[Extrait cité]
....

Si vous vous intéressez à la technologie de la blockchain, vous saurez qu'elle a le potentiel de générer des gains de productivité dans multiples secteurs, que ce soit les marchés financiers, le marché de l’énergie, les chaînes d’approvisionnement ou encore dans les entreprises impliquées dans le metaverse. Vous savez, ce monde virtuel dont on ne maîtrise pas encore les tenants et aboutissants et dont le PDG de Meta, Mark Zuckerberg, en fait des louanges. Revenons-en à notre technologie révolutionnaire. Entre promesse de désintermédiation, amélioration de la transparence des transactions et réduction des coûts de transaction, entre autres, l’adoption de la blockchain a dépassé les frontières des pays développés. Coup d'œil sur les pays qui possèdent le plus de détenteurs de cryptomonnaies, et donc implicitement, le plus d'utilisateurs de la technologie précédemment décrite. 

Part des personnes interrogées qui ont indiqué qu'elles possédaient ou utilisaient des cryptomonnaies dans 23 pays du monde entier de 2019 à 2021.
Source : Statista

Méthodologie : Entre 2000 et 12000 répondants par pays (personnes âgées de 18 à 64 ans)

Le Nigeria est loin devant en termes d’utilisateurs de cryptomonnaies avec 42% des répondants qui déclarent détenir des actifs numériques. En deuxième position, nous retrouvons la Thaïlande avec 31% et en troisième les Philippines avec 28%. Je sais ce que vous vous dites : “Quid de la France ?”. Elle se positionne 57ème du classement avec une adoption équivalente à 8% des interrogés en conservant la méthodologie précédemment évoquée. 

Comme nous pouvons le voir sur le graphique précédent, les cryptomonnaies sont particulièrement populaires dans les marchés émergents tels que l’APAC (Asie-Pacifique), l'Afrique et  l'Amérique latine. D’après une étude menée par Toluna (société qui produit des études de marché), 75% des investisseurs dans les pays émergents envisagent d’augmenter leurs allocations d’investissement dans les crypto-actifs, contre 57% dans les marchés développés. 

Il est également mentionné dans l'étude que :

“- 32 % des consommateurs des marchés émergents déclarent avoir confiance dans la crypto-monnaie, contre seulement 14 % dans les marchés développés

- 41 % des consommateurs des marchés émergents déclarent avoir investi dans la crypto-monnaie, contre 22 % dans les marchés développés”

....

[Consignes]
a: Relevez chaque pays nommé dans le texte sur l'adoption des cryptomonnaies, avec le pourcentage de répondants qui lui est attribué.
b: Rédigez la suite du texte sur l'adoption des cryptomonnaies.

....

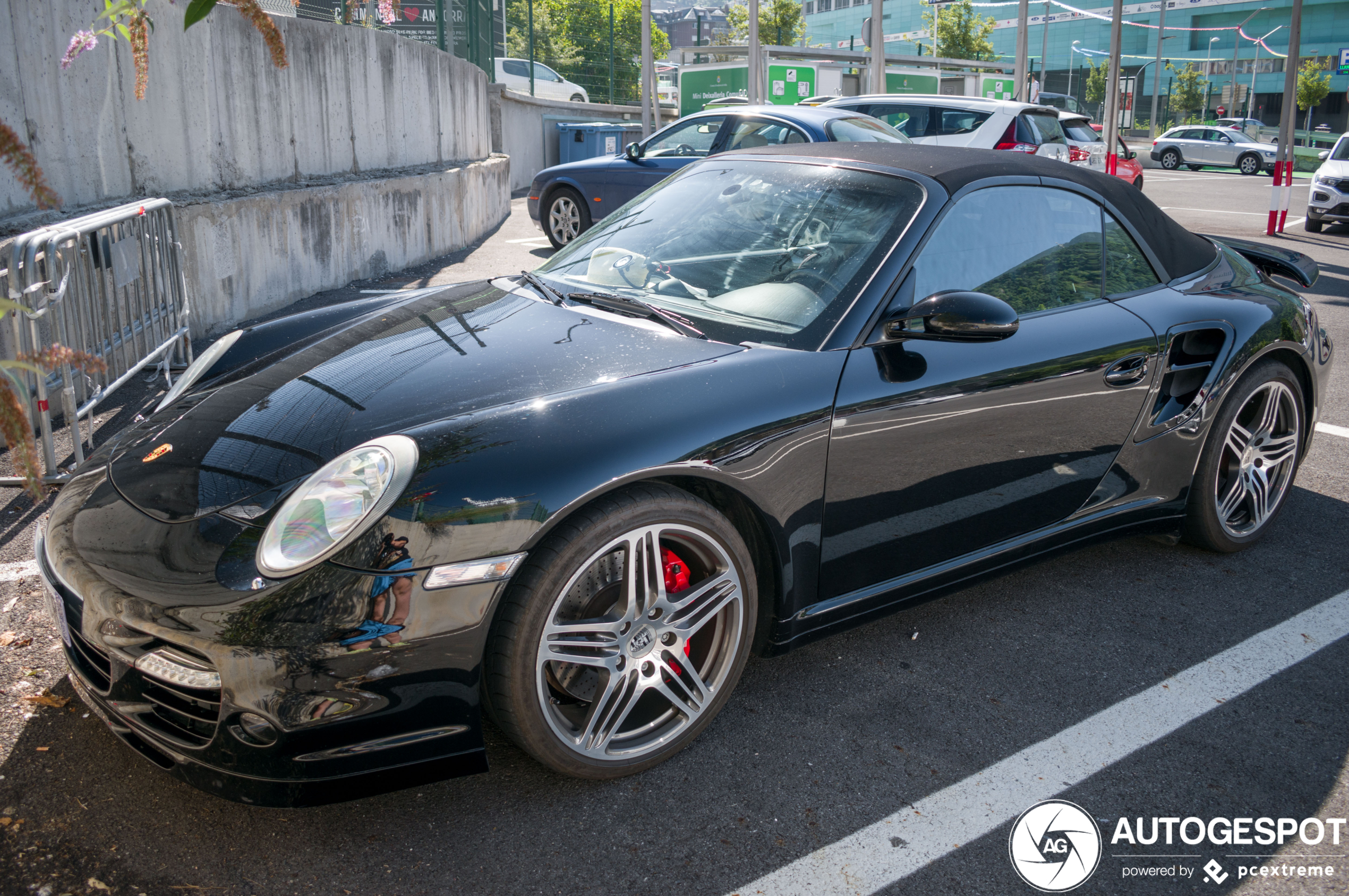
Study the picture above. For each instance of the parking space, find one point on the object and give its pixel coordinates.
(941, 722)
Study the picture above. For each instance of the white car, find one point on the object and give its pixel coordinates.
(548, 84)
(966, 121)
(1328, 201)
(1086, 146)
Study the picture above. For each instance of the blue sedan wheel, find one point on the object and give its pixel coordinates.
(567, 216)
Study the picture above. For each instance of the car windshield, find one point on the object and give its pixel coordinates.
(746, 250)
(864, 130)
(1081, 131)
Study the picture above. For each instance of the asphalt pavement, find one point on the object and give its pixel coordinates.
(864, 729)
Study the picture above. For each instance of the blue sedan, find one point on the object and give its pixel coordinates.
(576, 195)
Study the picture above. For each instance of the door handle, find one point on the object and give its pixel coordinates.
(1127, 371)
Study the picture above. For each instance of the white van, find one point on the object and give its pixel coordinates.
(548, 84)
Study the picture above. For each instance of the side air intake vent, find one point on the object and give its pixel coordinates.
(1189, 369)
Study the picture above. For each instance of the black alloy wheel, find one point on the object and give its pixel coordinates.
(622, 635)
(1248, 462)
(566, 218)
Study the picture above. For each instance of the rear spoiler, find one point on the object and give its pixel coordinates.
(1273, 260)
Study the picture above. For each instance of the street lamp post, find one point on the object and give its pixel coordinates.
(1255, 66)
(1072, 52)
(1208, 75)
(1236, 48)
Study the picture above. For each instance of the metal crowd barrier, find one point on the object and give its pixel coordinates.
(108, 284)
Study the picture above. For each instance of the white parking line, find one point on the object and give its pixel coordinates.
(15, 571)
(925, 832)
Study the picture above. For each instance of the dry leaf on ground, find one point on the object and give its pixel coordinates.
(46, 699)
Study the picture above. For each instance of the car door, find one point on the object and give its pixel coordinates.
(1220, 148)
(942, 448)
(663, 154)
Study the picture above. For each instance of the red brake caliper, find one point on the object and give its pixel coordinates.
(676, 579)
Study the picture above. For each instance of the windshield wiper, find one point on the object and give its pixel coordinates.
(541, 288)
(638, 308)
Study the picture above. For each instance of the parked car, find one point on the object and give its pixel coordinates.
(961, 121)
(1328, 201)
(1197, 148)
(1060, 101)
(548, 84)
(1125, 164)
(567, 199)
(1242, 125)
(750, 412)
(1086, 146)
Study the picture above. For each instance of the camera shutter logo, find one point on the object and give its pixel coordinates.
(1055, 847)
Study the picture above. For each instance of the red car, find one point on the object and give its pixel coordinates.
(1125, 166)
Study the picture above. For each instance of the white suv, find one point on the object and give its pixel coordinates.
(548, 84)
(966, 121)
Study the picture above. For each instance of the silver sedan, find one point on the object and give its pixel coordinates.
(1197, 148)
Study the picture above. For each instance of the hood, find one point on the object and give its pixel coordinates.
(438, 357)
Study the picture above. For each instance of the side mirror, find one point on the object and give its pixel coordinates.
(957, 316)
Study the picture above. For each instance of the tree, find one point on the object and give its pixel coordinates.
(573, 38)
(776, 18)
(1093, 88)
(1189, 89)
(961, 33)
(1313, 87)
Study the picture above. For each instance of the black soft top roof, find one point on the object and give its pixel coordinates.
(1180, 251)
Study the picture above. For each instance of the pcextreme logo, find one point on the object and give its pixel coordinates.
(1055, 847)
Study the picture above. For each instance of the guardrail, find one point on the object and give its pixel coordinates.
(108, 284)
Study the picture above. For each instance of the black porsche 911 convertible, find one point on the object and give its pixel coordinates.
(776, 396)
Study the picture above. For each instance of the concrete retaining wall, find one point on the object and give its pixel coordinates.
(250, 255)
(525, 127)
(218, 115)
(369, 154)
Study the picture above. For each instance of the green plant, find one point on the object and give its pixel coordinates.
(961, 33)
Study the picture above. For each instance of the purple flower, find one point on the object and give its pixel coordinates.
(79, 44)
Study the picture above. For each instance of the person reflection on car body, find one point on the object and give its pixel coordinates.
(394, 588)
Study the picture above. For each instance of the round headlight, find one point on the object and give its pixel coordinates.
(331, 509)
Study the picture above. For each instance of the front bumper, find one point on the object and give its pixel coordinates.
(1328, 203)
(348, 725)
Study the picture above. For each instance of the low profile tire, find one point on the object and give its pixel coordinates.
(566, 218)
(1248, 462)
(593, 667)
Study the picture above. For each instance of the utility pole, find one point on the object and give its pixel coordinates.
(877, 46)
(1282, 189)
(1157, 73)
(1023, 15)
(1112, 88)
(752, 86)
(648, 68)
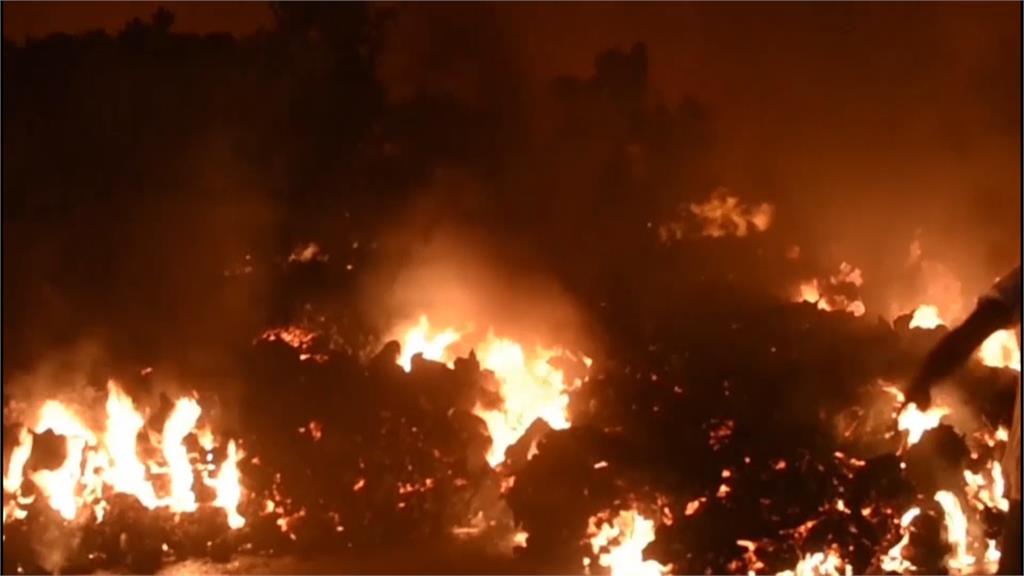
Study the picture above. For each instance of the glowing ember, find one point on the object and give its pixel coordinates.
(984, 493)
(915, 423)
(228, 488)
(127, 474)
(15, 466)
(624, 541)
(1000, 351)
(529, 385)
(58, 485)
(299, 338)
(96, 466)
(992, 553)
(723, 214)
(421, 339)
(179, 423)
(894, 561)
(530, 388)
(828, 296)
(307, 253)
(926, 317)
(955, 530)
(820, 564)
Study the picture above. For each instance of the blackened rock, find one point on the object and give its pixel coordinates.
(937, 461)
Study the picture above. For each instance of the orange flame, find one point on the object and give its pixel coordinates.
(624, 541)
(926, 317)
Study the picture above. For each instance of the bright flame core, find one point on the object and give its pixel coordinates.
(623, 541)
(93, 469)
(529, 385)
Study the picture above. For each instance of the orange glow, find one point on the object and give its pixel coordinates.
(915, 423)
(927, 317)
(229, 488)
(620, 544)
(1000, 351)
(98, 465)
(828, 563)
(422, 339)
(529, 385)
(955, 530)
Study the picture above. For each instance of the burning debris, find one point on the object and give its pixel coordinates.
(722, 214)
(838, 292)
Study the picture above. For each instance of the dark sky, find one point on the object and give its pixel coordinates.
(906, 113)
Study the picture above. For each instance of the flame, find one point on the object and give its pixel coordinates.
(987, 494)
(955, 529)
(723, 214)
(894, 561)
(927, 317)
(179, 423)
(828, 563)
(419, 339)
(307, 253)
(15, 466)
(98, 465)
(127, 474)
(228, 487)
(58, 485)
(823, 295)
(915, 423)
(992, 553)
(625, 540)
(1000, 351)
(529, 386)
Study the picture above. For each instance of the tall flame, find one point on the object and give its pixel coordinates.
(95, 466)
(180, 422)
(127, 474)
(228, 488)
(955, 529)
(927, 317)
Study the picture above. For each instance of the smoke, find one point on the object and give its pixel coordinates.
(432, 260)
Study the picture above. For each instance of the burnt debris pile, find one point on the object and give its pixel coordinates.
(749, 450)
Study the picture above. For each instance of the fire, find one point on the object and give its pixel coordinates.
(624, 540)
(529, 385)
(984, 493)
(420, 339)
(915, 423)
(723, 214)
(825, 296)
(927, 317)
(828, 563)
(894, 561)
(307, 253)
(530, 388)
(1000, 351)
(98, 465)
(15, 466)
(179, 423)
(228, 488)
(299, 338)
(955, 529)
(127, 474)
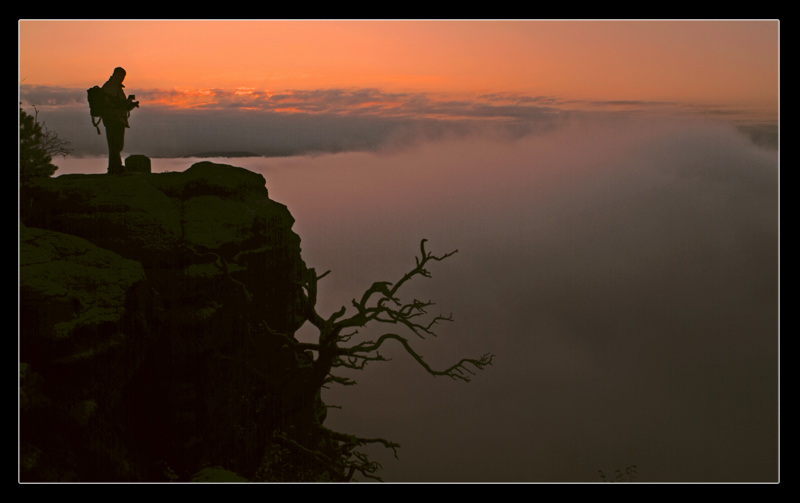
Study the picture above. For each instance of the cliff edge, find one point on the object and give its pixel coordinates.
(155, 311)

....

[Réponses]
a:
- Nigeria : 42 %
- Thaïlande : 31 %
- Philippines : 28 %
- France : 8 %

b:
Mais alors qu’est-ce qui pousse davantage la population des pays émergents, en comparaison avec les pays développés, à se lancer dans l’écosystème crypto-blockchain ? 

Réduire les coûts

Selon le rapport de The World Bank intitulé la “Remittance Flows Register Robust 7.3 Percent Growth in 2021” les envois de fonds vers les pays à faible revenu ont atteint plus de 580 milliards de dollars (en hausse de 7,3% par rapport à 2020) en 2021. Globalement, ces envois de fonds servent de bouée de sauvetage afin de soutenir les dépenses des ménages pour leurs besoins vitaux tels que la nourriture, la santé mais aussi pour l’éducation. A titre d’exemple, ces flux ont augmenté de 21,6% en Amérique latine et 9,7 % au Moyen-Orient et en Afrique du Nord. Les envois de fonds devraient continuer de croître de 2,6% en 2022 conformément aux prévisions macroéconomiques mondiales.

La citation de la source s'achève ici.